● EXTRACT:
========================================================================
Synthetic biology uses living cells as molecular foundries for the biosynthesis of drugs, therapeutic proteins, and other commodities. However, the need for specialized equipment and refrigeration for production and distribution poses a challenge for the delivery of these technologies to the field and to low-resource areas. Here, we present a portable platform that provides the means for on-site, on-demand manufacturing of therapeutics and biomolecules. This flexible system is based on reaction pellets composed of freeze-dried, cell-free transcription and translation machinery, which can be easily hydrated and utilized for biosynthesis through the addition of DNA encoding the desired output. We demonstrate this approach with the manufacture and functional validation of antimicrobial peptides and vaccines and present combinatorial methods for the production of antibody conjugates and small molecules. This synthetic biology platform resolves important practical limitations in the production and distribution of therapeutics and molecular tools, both to the developed and developing world.
The recent Zika virus outbreak highlights the need for low-cost diagnostics that can be rapidly developed for distribution and use in pandemic regions. Here, we report a pipeline for the rapid design, assembly, and validation of cell-free, paper-based sensors for the detection of the Zika virus RNA genome. By linking isothermal RNA amplification to toehold switch RNA sensors, we detect clinically relevant concentrations of Zika virus sequences and demonstrate specificity against closely related Dengue virus sequences. When coupled with a novel CRISPR/Cas9-based module, our sensors can discriminate between viral strains with single-base resolution. We successfully demonstrate a simple, field-ready sample-processing workflow and detect Zika virus from the plasma of a viremic macaque. Our freeze-dried biomolecular platform resolves important practical limitations to the deployment of molecular diagnostics in the field and demonstrates how synthetic biology can be used to develop diagnostic tools for confronting global health crises.
Paper-based Synthetic Gene Networks. Pardee K, Green AA, Ferrante T, Cameron DE, DaleyKeyser A, Yin P, Collins JJ. Cell. 2014 Nov 6;159(4):940-54. doi: 10.1016/j.cell.2014.10.004. Epub 2014 Oct 23.
Synthetic gene networks have wide-ranging uses in reprogramming and rewiring organisms. To date, there has not been a way to harness the vast potential of these networks beyond the constraints of a laboratory or in vivo environment. Here, we present an in vitro paper-based platform that provides an alternate, versatile venue for synthetic biologists to operate and a much-needed medium for the safe deployment of engineered gene circuits beyond the lab. Commercially available cell-free systems are freeze dried onto paper, enabling the inexpensive, sterile, and abiotic distribution of synthetic-biology-based technologies for the clinic, global health, industry, research, and education. For field use, we create circuits with colorimetric outputs for detection by eye and fabricate a low-cost, electronic optical interface. We demonstrate this technology with small-molecule and RNA actuation of genetic switches, rapid prototyping of complex gene circuits, and programmable in vitro diagnostics, including glucose sensors and strain-specific Ebola virus sensors.
========================================================================
● DATA EXCERPTS:
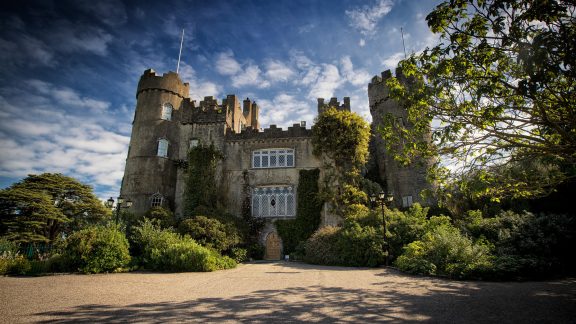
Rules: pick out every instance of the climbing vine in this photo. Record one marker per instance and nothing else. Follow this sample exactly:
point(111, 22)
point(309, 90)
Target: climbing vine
point(341, 138)
point(201, 188)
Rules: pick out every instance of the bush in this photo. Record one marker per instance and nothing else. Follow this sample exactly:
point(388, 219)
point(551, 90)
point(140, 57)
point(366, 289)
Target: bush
point(239, 254)
point(164, 216)
point(526, 245)
point(360, 246)
point(445, 251)
point(165, 250)
point(321, 246)
point(210, 232)
point(97, 249)
point(14, 264)
point(357, 243)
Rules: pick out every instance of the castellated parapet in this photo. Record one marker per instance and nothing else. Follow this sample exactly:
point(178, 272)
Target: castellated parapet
point(334, 103)
point(168, 82)
point(406, 182)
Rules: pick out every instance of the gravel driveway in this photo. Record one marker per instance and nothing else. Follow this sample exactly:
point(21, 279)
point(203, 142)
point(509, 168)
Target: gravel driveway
point(281, 292)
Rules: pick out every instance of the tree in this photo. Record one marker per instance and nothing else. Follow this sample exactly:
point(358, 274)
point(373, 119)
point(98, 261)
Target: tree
point(42, 207)
point(499, 90)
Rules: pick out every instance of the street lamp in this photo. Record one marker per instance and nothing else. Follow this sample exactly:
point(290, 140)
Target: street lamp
point(122, 203)
point(384, 200)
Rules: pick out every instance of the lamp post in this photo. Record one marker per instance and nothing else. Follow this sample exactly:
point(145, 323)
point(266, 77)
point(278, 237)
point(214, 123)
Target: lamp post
point(384, 200)
point(121, 203)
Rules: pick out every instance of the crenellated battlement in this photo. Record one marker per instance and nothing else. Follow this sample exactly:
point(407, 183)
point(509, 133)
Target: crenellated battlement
point(167, 82)
point(322, 105)
point(273, 132)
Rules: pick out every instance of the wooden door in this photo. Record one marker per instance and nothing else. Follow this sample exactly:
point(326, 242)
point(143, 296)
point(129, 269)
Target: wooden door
point(273, 247)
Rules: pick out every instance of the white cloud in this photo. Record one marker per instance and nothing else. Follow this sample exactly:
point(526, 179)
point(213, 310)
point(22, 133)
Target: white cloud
point(198, 88)
point(366, 18)
point(226, 64)
point(55, 137)
point(278, 71)
point(285, 110)
point(250, 77)
point(325, 85)
point(391, 62)
point(357, 77)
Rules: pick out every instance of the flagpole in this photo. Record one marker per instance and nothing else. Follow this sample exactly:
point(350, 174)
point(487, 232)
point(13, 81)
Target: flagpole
point(180, 54)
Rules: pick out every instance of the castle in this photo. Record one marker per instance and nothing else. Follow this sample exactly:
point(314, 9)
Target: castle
point(167, 123)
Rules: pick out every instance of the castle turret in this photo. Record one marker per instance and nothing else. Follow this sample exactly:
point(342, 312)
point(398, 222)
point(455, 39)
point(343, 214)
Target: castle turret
point(406, 183)
point(150, 171)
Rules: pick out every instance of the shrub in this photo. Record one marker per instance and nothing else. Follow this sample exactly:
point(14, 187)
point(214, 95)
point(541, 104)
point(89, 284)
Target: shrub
point(526, 245)
point(360, 245)
point(14, 264)
point(164, 216)
point(97, 249)
point(321, 246)
point(165, 250)
point(239, 254)
point(210, 232)
point(445, 251)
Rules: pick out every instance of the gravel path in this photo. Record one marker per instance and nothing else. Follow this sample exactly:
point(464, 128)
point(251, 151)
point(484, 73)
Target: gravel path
point(281, 292)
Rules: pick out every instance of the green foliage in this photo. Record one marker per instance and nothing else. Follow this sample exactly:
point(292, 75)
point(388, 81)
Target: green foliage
point(526, 245)
point(97, 249)
point(501, 89)
point(405, 227)
point(239, 254)
point(165, 250)
point(321, 247)
point(164, 216)
point(445, 251)
point(210, 232)
point(42, 207)
point(201, 189)
point(309, 207)
point(342, 137)
point(358, 242)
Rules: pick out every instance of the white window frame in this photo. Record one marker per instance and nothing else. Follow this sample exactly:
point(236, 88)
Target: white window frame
point(407, 201)
point(163, 145)
point(284, 198)
point(156, 200)
point(273, 158)
point(167, 111)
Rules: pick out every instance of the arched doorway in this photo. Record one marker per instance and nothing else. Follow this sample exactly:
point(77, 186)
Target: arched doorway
point(273, 247)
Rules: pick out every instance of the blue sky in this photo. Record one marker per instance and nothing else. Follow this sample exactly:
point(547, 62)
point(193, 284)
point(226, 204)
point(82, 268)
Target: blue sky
point(70, 68)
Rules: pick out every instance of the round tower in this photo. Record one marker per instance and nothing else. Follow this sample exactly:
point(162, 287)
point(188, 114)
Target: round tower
point(150, 173)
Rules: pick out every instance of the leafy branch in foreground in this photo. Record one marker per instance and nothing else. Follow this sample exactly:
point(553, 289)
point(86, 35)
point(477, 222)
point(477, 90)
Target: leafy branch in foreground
point(499, 92)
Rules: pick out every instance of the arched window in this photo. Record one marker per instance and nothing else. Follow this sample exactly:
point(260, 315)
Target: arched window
point(273, 158)
point(163, 147)
point(166, 111)
point(156, 200)
point(273, 202)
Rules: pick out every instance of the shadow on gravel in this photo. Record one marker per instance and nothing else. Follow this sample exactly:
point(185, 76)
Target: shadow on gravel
point(394, 301)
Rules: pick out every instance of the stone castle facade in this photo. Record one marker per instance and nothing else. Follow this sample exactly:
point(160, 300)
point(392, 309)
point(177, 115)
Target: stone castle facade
point(167, 123)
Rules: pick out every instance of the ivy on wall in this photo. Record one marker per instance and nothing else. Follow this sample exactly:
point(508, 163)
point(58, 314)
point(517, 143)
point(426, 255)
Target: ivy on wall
point(294, 231)
point(201, 189)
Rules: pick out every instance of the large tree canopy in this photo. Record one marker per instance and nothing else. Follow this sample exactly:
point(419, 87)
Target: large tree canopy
point(499, 92)
point(41, 207)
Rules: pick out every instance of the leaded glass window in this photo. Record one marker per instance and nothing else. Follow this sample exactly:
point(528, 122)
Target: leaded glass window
point(166, 111)
point(273, 201)
point(162, 147)
point(273, 158)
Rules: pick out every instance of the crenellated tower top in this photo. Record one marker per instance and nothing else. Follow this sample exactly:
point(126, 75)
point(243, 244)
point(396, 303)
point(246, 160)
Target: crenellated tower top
point(169, 82)
point(322, 105)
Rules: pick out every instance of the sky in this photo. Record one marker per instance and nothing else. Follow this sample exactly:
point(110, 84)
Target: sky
point(69, 68)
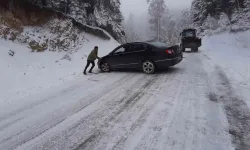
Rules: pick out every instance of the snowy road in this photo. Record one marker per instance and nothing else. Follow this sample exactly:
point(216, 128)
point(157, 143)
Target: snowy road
point(190, 106)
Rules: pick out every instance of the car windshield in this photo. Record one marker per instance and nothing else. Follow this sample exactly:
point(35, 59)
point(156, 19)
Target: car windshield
point(188, 34)
point(158, 44)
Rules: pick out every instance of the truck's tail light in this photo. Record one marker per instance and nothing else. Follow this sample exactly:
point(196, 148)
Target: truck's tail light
point(170, 51)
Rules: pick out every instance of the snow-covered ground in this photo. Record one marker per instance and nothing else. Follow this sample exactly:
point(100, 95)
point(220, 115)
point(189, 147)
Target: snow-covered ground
point(28, 72)
point(202, 103)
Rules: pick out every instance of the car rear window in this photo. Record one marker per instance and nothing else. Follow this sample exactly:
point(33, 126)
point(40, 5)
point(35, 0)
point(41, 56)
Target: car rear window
point(188, 34)
point(159, 44)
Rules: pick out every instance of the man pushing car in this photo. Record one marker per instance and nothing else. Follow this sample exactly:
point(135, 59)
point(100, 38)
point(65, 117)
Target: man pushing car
point(91, 60)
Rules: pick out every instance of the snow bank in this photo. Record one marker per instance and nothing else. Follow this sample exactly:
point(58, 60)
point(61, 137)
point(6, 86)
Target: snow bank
point(231, 52)
point(27, 72)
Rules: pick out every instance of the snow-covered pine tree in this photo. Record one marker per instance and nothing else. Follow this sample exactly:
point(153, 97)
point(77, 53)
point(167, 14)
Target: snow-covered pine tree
point(105, 14)
point(185, 20)
point(236, 10)
point(130, 34)
point(157, 9)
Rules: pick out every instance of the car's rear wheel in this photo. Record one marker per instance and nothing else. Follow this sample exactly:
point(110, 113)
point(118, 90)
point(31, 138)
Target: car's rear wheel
point(105, 67)
point(148, 67)
point(195, 49)
point(183, 49)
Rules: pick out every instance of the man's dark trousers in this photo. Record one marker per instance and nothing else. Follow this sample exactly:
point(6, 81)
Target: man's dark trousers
point(92, 62)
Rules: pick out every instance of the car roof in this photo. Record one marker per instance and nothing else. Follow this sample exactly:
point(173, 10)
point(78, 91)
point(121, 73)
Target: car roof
point(151, 43)
point(188, 29)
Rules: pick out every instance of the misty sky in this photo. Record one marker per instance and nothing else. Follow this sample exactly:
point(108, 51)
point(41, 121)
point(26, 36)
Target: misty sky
point(140, 6)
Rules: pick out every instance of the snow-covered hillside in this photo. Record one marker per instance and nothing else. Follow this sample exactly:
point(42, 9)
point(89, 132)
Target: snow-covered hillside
point(231, 52)
point(28, 72)
point(204, 98)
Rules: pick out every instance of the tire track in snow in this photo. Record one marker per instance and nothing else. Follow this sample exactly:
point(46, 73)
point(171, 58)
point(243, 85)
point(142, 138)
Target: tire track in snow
point(54, 123)
point(237, 112)
point(40, 102)
point(127, 102)
point(95, 116)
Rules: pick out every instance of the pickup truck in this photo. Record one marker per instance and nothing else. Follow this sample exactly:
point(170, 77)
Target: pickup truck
point(190, 40)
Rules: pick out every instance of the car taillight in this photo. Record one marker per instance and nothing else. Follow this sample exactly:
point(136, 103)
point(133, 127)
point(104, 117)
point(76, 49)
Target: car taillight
point(170, 51)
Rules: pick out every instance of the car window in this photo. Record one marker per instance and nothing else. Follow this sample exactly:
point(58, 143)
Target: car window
point(189, 34)
point(137, 47)
point(119, 50)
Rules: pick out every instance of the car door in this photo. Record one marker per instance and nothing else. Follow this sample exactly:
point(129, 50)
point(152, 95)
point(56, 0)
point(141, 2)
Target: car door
point(135, 54)
point(118, 58)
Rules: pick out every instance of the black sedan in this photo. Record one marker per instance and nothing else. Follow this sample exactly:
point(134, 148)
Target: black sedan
point(147, 56)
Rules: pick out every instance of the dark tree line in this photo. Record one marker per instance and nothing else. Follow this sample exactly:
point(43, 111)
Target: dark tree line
point(203, 11)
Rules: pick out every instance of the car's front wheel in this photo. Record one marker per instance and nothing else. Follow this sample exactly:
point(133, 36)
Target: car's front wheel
point(105, 67)
point(148, 67)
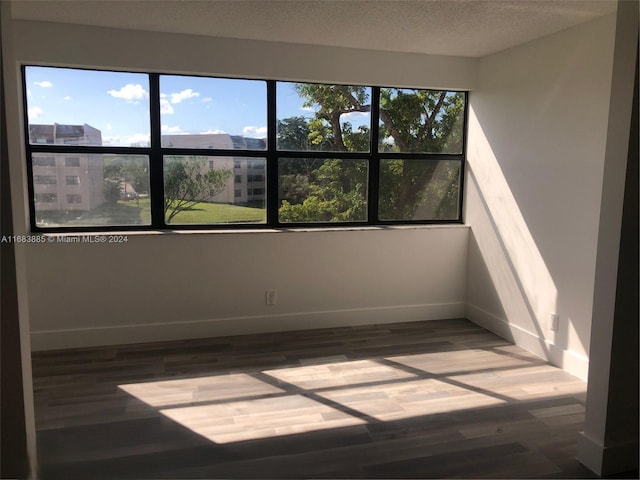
========================================================================
● REQUIRED ACTIONS:
1. Answer these questions about the synthetic biology abstracts, one line each:
(a) What is added to the hydrated reaction pellets to make the desired output?
(b) Sequences of which closely related virus were the Zika sensors shown to be specific against?
(c) In which journal and year was "Paper-based Synthetic Gene Networks" published?
2. Sum up the synthetic biology abstracts in two sentences.

● ANSWERS:
1.
(a) DNA encoding the desired output
(b) Dengue virus
(c) Cell, 2014

2. One portable platform uses freeze-dried, cell-free transcription and translation machinery to make therapeutics and biomolecules such as antimicrobial peptides and vaccines on site and on demand, while another uses cell-free, paper-based sensors to detect Zika virus RNA and tell viral strains apart with single-base resolution. A third freeze-dries cell-free systems onto paper so engineered gene circuits can be used beyond the lab, as shown with glucose sensors and strain-specific Ebola virus sensors.